>> BEGIN SOURCE MATERIAL

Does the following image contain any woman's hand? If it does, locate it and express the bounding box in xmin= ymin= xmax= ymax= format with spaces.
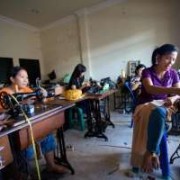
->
xmin=164 ymin=98 xmax=173 ymax=108
xmin=40 ymin=87 xmax=48 ymax=97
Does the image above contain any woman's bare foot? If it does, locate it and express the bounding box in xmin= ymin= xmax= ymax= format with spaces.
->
xmin=142 ymin=151 xmax=159 ymax=173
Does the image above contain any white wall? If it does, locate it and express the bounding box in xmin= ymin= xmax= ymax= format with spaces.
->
xmin=41 ymin=0 xmax=180 ymax=80
xmin=0 ymin=19 xmax=44 ymax=76
xmin=40 ymin=16 xmax=81 ymax=81
xmin=0 ymin=0 xmax=180 ymax=80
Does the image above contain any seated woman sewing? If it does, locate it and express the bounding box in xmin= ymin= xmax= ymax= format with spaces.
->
xmin=131 ymin=44 xmax=180 ymax=180
xmin=67 ymin=64 xmax=90 ymax=91
xmin=130 ymin=64 xmax=146 ymax=98
xmin=1 ymin=66 xmax=67 ymax=179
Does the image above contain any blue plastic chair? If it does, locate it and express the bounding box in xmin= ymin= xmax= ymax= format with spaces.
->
xmin=124 ymin=81 xmax=137 ymax=128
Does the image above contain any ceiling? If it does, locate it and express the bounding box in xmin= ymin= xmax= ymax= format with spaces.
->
xmin=0 ymin=0 xmax=109 ymax=28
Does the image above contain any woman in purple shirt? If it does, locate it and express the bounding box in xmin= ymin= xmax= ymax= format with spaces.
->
xmin=133 ymin=44 xmax=180 ymax=180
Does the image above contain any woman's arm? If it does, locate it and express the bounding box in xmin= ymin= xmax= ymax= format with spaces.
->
xmin=142 ymin=77 xmax=180 ymax=95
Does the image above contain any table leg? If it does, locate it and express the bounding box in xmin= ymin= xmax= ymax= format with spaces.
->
xmin=55 ymin=127 xmax=75 ymax=174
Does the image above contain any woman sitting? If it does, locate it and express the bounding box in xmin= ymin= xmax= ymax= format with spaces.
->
xmin=0 ymin=66 xmax=67 ymax=179
xmin=131 ymin=44 xmax=180 ymax=180
xmin=130 ymin=64 xmax=146 ymax=97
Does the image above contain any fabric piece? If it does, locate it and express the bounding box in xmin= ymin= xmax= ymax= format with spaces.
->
xmin=138 ymin=67 xmax=180 ymax=104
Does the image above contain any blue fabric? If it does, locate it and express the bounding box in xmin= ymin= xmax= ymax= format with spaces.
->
xmin=147 ymin=107 xmax=170 ymax=177
xmin=147 ymin=107 xmax=167 ymax=154
xmin=159 ymin=133 xmax=170 ymax=177
xmin=22 ymin=134 xmax=56 ymax=159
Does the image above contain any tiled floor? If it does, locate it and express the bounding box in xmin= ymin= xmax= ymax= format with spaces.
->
xmin=37 ymin=112 xmax=180 ymax=180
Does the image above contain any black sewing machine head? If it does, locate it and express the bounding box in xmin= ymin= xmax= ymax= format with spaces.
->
xmin=0 ymin=89 xmax=43 ymax=118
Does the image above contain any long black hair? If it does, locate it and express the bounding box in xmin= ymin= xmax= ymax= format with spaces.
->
xmin=68 ymin=64 xmax=86 ymax=89
xmin=7 ymin=66 xmax=26 ymax=85
xmin=135 ymin=64 xmax=146 ymax=76
xmin=151 ymin=44 xmax=179 ymax=66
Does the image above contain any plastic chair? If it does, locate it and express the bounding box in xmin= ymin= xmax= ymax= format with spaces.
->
xmin=124 ymin=81 xmax=137 ymax=127
xmin=68 ymin=106 xmax=85 ymax=131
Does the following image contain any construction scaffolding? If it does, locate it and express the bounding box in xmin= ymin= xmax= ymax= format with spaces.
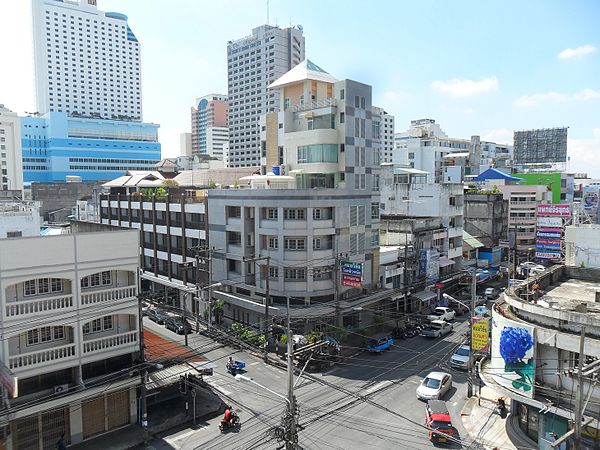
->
xmin=513 ymin=127 xmax=568 ymax=173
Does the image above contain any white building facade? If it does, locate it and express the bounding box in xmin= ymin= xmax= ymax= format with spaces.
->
xmin=0 ymin=200 xmax=42 ymax=239
xmin=226 ymin=25 xmax=304 ymax=167
xmin=33 ymin=0 xmax=142 ymax=121
xmin=0 ymin=231 xmax=140 ymax=449
xmin=0 ymin=105 xmax=23 ymax=191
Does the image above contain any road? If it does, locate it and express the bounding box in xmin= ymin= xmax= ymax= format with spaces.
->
xmin=144 ymin=319 xmax=478 ymax=450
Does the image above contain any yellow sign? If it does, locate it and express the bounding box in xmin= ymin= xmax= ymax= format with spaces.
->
xmin=471 ymin=319 xmax=490 ymax=352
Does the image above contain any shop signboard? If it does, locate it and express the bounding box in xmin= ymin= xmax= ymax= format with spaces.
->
xmin=341 ymin=261 xmax=363 ymax=288
xmin=488 ymin=309 xmax=535 ymax=398
xmin=537 ymin=204 xmax=571 ymax=217
xmin=537 ymin=217 xmax=563 ymax=228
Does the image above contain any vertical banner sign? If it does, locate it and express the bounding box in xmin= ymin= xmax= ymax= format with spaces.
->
xmin=471 ymin=318 xmax=490 ymax=352
xmin=342 ymin=261 xmax=362 ymax=288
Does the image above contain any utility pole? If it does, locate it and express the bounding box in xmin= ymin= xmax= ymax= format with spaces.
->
xmin=285 ymin=296 xmax=297 ymax=450
xmin=574 ymin=327 xmax=585 ymax=450
xmin=467 ymin=271 xmax=477 ymax=398
xmin=243 ymin=255 xmax=272 ymax=361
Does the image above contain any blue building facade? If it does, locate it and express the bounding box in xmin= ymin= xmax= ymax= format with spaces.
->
xmin=21 ymin=112 xmax=161 ymax=183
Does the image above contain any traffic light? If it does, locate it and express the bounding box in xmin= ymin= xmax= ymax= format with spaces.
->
xmin=179 ymin=375 xmax=187 ymax=394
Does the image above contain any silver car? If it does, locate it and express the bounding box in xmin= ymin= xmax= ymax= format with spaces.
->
xmin=417 ymin=372 xmax=452 ymax=400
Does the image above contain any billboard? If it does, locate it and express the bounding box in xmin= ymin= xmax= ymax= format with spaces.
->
xmin=341 ymin=261 xmax=362 ymax=288
xmin=419 ymin=248 xmax=440 ymax=283
xmin=537 ymin=203 xmax=571 ymax=217
xmin=471 ymin=317 xmax=490 ymax=352
xmin=537 ymin=217 xmax=563 ymax=228
xmin=489 ymin=309 xmax=535 ymax=398
xmin=513 ymin=128 xmax=567 ymax=165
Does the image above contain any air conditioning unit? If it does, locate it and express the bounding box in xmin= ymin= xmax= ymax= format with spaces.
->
xmin=54 ymin=384 xmax=69 ymax=394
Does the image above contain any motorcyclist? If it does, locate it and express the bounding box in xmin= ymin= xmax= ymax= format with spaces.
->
xmin=223 ymin=406 xmax=235 ymax=427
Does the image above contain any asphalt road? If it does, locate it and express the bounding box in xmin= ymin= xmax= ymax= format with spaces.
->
xmin=145 ymin=319 xmax=478 ymax=450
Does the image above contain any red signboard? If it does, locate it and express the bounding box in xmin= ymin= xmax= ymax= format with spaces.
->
xmin=537 ymin=204 xmax=571 ymax=217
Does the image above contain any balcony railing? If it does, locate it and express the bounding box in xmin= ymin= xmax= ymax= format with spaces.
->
xmin=6 ymin=295 xmax=73 ymax=318
xmin=83 ymin=331 xmax=138 ymax=354
xmin=81 ymin=286 xmax=136 ymax=305
xmin=8 ymin=344 xmax=75 ymax=369
xmin=292 ymin=97 xmax=337 ymax=112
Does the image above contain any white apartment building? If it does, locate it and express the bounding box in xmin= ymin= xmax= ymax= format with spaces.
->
xmin=208 ymin=60 xmax=380 ymax=323
xmin=0 ymin=230 xmax=140 ymax=450
xmin=373 ymin=106 xmax=395 ymax=163
xmin=0 ymin=200 xmax=42 ymax=239
xmin=33 ymin=0 xmax=142 ymax=121
xmin=225 ymin=25 xmax=309 ymax=167
xmin=0 ymin=104 xmax=23 ymax=191
xmin=381 ymin=164 xmax=464 ymax=272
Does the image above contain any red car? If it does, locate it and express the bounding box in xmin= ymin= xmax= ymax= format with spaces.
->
xmin=425 ymin=400 xmax=455 ymax=444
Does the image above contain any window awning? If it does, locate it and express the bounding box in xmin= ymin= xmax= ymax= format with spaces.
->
xmin=440 ymin=257 xmax=454 ymax=268
xmin=412 ymin=291 xmax=437 ymax=302
xmin=463 ymin=230 xmax=485 ymax=250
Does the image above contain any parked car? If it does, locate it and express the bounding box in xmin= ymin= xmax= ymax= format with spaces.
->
xmin=427 ymin=306 xmax=456 ymax=321
xmin=417 ymin=372 xmax=452 ymax=400
xmin=146 ymin=308 xmax=170 ymax=325
xmin=450 ymin=345 xmax=471 ymax=369
xmin=421 ymin=320 xmax=453 ymax=337
xmin=165 ymin=317 xmax=192 ymax=334
xmin=425 ymin=400 xmax=455 ymax=444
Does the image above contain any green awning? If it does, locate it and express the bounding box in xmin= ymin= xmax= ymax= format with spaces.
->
xmin=463 ymin=230 xmax=485 ymax=250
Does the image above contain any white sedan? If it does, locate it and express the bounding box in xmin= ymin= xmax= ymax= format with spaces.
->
xmin=417 ymin=372 xmax=452 ymax=400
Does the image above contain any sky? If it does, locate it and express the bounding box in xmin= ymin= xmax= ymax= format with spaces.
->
xmin=0 ymin=0 xmax=600 ymax=178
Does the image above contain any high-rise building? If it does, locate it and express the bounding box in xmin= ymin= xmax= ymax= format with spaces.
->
xmin=0 ymin=105 xmax=23 ymax=191
xmin=226 ymin=25 xmax=314 ymax=167
xmin=191 ymin=94 xmax=229 ymax=159
xmin=33 ymin=0 xmax=142 ymax=121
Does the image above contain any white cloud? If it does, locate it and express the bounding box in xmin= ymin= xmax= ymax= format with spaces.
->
xmin=567 ymin=128 xmax=600 ymax=178
xmin=558 ymin=44 xmax=597 ymax=59
xmin=514 ymin=89 xmax=600 ymax=108
xmin=431 ymin=77 xmax=498 ymax=97
xmin=481 ymin=128 xmax=513 ymax=145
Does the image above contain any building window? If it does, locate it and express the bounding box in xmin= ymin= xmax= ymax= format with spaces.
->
xmin=283 ymin=208 xmax=306 ymax=220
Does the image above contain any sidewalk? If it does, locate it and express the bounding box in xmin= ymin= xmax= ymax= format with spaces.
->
xmin=461 ymin=386 xmax=522 ymax=450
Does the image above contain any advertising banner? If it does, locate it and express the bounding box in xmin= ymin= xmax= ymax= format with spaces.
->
xmin=489 ymin=310 xmax=535 ymax=398
xmin=471 ymin=318 xmax=490 ymax=352
xmin=535 ymin=251 xmax=561 ymax=261
xmin=537 ymin=231 xmax=562 ymax=239
xmin=537 ymin=204 xmax=571 ymax=217
xmin=341 ymin=261 xmax=363 ymax=288
xmin=537 ymin=217 xmax=563 ymax=228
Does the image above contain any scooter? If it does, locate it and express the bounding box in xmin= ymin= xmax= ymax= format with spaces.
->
xmin=219 ymin=413 xmax=241 ymax=433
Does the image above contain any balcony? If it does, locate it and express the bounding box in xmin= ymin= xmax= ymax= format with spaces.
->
xmin=83 ymin=330 xmax=138 ymax=355
xmin=81 ymin=286 xmax=137 ymax=305
xmin=8 ymin=344 xmax=75 ymax=370
xmin=5 ymin=295 xmax=73 ymax=319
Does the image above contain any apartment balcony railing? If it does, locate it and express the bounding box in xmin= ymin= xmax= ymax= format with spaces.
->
xmin=83 ymin=331 xmax=138 ymax=354
xmin=5 ymin=295 xmax=73 ymax=318
xmin=8 ymin=344 xmax=75 ymax=370
xmin=81 ymin=286 xmax=137 ymax=305
xmin=292 ymin=98 xmax=337 ymax=112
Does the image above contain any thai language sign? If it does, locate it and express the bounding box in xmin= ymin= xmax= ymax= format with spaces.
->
xmin=537 ymin=204 xmax=571 ymax=217
xmin=471 ymin=318 xmax=490 ymax=352
xmin=341 ymin=261 xmax=362 ymax=288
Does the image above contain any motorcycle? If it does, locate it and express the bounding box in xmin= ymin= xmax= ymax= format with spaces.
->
xmin=219 ymin=413 xmax=241 ymax=433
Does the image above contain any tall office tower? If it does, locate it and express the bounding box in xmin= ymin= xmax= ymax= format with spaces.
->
xmin=33 ymin=0 xmax=142 ymax=121
xmin=225 ymin=25 xmax=304 ymax=167
xmin=191 ymin=94 xmax=229 ymax=159
xmin=0 ymin=104 xmax=23 ymax=191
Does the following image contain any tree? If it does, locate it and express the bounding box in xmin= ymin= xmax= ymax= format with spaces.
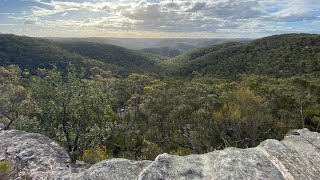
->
xmin=213 ymin=87 xmax=273 ymax=147
xmin=31 ymin=65 xmax=115 ymax=161
xmin=0 ymin=65 xmax=36 ymax=130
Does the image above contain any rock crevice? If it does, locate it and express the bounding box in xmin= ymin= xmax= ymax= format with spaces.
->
xmin=0 ymin=129 xmax=320 ymax=180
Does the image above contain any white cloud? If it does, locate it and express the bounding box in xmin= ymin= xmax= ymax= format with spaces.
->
xmin=1 ymin=0 xmax=320 ymax=37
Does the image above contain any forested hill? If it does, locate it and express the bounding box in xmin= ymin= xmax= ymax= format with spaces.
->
xmin=60 ymin=41 xmax=165 ymax=73
xmin=0 ymin=34 xmax=161 ymax=75
xmin=166 ymin=34 xmax=320 ymax=78
xmin=142 ymin=47 xmax=183 ymax=58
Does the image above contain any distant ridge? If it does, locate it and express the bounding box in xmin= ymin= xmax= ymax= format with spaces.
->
xmin=165 ymin=34 xmax=320 ymax=78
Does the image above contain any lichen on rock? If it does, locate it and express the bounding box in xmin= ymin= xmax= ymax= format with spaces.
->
xmin=0 ymin=129 xmax=320 ymax=180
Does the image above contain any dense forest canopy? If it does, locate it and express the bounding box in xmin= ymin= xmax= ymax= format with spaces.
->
xmin=0 ymin=34 xmax=320 ymax=163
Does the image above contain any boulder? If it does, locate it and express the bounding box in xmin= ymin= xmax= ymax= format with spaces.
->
xmin=0 ymin=123 xmax=6 ymax=131
xmin=0 ymin=129 xmax=320 ymax=180
xmin=0 ymin=130 xmax=70 ymax=179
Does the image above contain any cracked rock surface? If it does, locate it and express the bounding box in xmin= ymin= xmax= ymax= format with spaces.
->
xmin=0 ymin=129 xmax=320 ymax=180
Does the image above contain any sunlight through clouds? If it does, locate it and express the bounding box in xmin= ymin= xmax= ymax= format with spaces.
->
xmin=0 ymin=0 xmax=320 ymax=37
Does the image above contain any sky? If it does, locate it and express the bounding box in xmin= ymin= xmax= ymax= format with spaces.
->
xmin=0 ymin=0 xmax=320 ymax=38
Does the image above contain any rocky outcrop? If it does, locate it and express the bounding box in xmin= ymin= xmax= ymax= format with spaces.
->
xmin=0 ymin=130 xmax=70 ymax=179
xmin=0 ymin=129 xmax=320 ymax=180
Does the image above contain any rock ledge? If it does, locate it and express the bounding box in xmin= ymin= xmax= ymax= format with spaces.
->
xmin=0 ymin=129 xmax=320 ymax=180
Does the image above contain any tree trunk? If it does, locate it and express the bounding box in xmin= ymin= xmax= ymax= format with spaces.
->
xmin=300 ymin=104 xmax=304 ymax=128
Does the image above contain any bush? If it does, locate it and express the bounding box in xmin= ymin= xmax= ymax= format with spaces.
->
xmin=0 ymin=160 xmax=10 ymax=173
xmin=82 ymin=147 xmax=110 ymax=164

>> END SOURCE MATERIAL

> **WRITTEN TASK**
Copy the records from the line with "Does the image above contain any tree" through the last line, substituting "shrub" for "bush" and keeping everything else unchanged.

> **WORKED SOLUTION**
Does the image above contain any tree trunk? If it does, locate it and express the bounding box in xmin= ymin= xmax= ymax= format with spaces.
->
xmin=300 ymin=104 xmax=304 ymax=128
Does the image above contain any shrub? If it does, locate it and express the bounding box in xmin= ymin= xmax= ymax= format with spaces.
->
xmin=0 ymin=160 xmax=10 ymax=173
xmin=82 ymin=147 xmax=110 ymax=164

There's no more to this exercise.